Consignes >>
1) Répondez à ces questions d'après l'article sur le Nouveau Front populaire :
(a) Dans quel lieu parisien le programme commun a-t-il été présenté ?
(b) Combien de jours avaient duré, en 2022, les négociations pour former la Nupes ?
(c) Entre quels partis les relations étaient-elles au plus bas depuis plusieurs mois ?
2) Renvoyez tel quel le passage de l'article qui commence aux mots « En 2022, les » et s'arrête après « dans les négociations. ».

Nouveau Front populaire : les ennemis d’hier sont les amis d’aujourd’hui

Par Germain de Lupiac
14 juin 2024 14:18 Mis à jour: 24 juin 2024 19:18

Le PS, les Écologistes, La France Insoumise, Le Parti communiste français et Place publique se sont entendus sur « un programme de gouvernement » commun, et des candidatures uniques dans les 577 circonscriptions, qu’ils ont présenté en conférence de presse le 14 juin à la maison de la Chimie à Paris.

En 2022, les négociations pour former la Nupes avaient duré 13 jours. En 2024, les partis de gauche auront réussi à s’entendre autour d’un « Nouveau Front populaire » en quatre jours – un record, même si l’expérience de la Nupes a donné un schéma directeur dans les négociations.

Cette coalition des gauches et des écologistes est un pari des plus risqués alors que depuis plusieurs mois, les relations étaient au plus bas, voire exécrables, entre les communistes, les Insoumis, les socialistes et les Écologistes.

Données fournies >>
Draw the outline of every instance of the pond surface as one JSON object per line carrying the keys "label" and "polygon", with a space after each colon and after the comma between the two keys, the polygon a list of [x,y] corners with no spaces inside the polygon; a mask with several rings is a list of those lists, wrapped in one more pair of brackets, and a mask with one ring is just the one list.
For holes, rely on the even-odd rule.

Corrigé >>
1)
(a) À la maison de la Chimie.
(b) 13 jours.
(c) Entre les communistes, les Insoumis, les socialistes et les Écologistes.

2)
En 2022, les négociations pour former la Nupes avaient duré 13 jours. En 2024, les partis de gauche auront réussi à s’entendre autour d’un « Nouveau Front populaire » en quatre jours – un record, même si l’expérience de la Nupes a donné un schéma directeur dans les négociations.